• **Input data**
—————

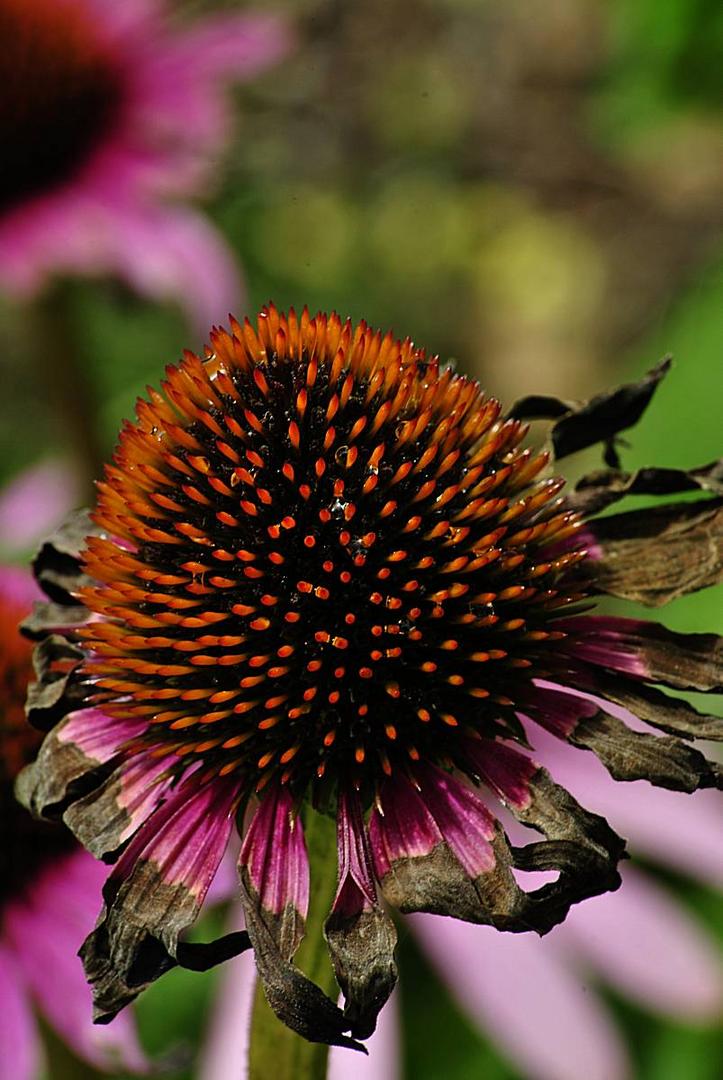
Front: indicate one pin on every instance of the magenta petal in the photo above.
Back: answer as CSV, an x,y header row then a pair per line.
x,y
403,828
110,814
506,771
356,890
463,819
360,935
520,990
19,1043
275,890
47,931
96,734
645,944
273,855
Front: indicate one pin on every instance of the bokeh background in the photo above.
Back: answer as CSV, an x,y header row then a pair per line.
x,y
534,189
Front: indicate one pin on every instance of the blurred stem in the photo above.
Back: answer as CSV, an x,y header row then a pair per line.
x,y
276,1051
66,381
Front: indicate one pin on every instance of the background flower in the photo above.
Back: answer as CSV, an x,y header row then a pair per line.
x,y
111,115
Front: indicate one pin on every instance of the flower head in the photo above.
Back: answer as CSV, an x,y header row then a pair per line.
x,y
325,577
108,111
48,889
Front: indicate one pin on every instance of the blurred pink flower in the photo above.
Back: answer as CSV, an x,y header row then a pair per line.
x,y
108,112
533,997
35,502
49,890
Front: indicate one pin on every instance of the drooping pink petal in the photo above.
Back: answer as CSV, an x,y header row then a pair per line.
x,y
275,891
47,928
112,216
35,502
273,856
360,934
521,990
644,649
645,944
19,1041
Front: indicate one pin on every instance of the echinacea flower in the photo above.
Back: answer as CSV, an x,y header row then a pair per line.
x,y
49,890
325,578
109,113
535,998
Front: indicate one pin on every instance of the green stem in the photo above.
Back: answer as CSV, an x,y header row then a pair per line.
x,y
276,1051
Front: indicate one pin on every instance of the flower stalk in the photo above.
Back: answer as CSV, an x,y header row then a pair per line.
x,y
275,1050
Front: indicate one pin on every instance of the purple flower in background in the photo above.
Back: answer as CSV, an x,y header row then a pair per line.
x,y
34,503
325,578
109,115
49,890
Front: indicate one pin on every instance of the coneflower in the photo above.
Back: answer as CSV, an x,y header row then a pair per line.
x,y
49,889
324,577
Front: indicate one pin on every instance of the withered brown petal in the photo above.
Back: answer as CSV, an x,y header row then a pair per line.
x,y
664,760
438,883
653,556
155,893
298,1002
56,566
55,691
136,941
648,703
600,489
61,772
578,424
579,845
362,950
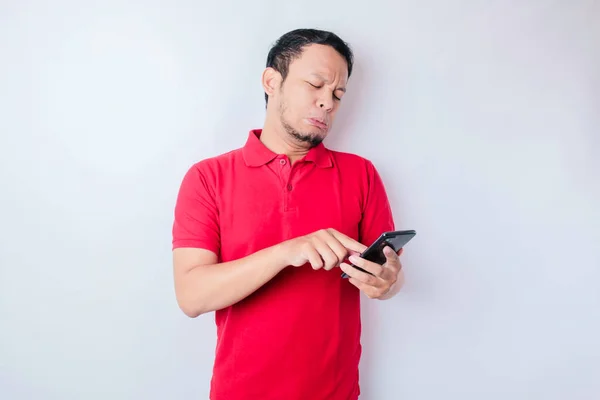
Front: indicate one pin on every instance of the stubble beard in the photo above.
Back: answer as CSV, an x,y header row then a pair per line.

—————

• **Challenge**
Copy exactly the lines from the line containing "Front: indicate one pin on every instance of the green" through the last line of the records, both included, and omit every picture.

• **Answer for this exercise**
Front: indicate one pin on every instance of the green stem in the photo above.
Back: answer as CSV, an x,y header row then a pair per line.
x,y
276,1051
Front: indicate one pin on every instance of the flower stalk in the photo above.
Back: answer as CSV, an x,y header row then a pair per line.
x,y
275,1050
Front: indicate one pin on every instance of the purple flower in background in the photo above.
Back: answer as CSV, an x,y header row then a pair per line.
x,y
34,503
325,578
109,115
49,890
Front: indicate one pin on every instance of the coneflower in the photo above.
Back: answer as CSV, an x,y header row then a pair per line.
x,y
49,889
324,577
Front: indicate one pin on every instance of the withered brown petal in the photo above.
Back: answer as CSV, an x,y header row then a pair per line.
x,y
664,760
438,883
653,556
155,893
298,1002
56,566
55,691
136,941
648,703
600,489
61,772
578,424
579,845
362,950
Front: indicate one pin on every instance of the stubble beard in the photo above.
Back: answer as CSV, an x,y header row then a pair per line.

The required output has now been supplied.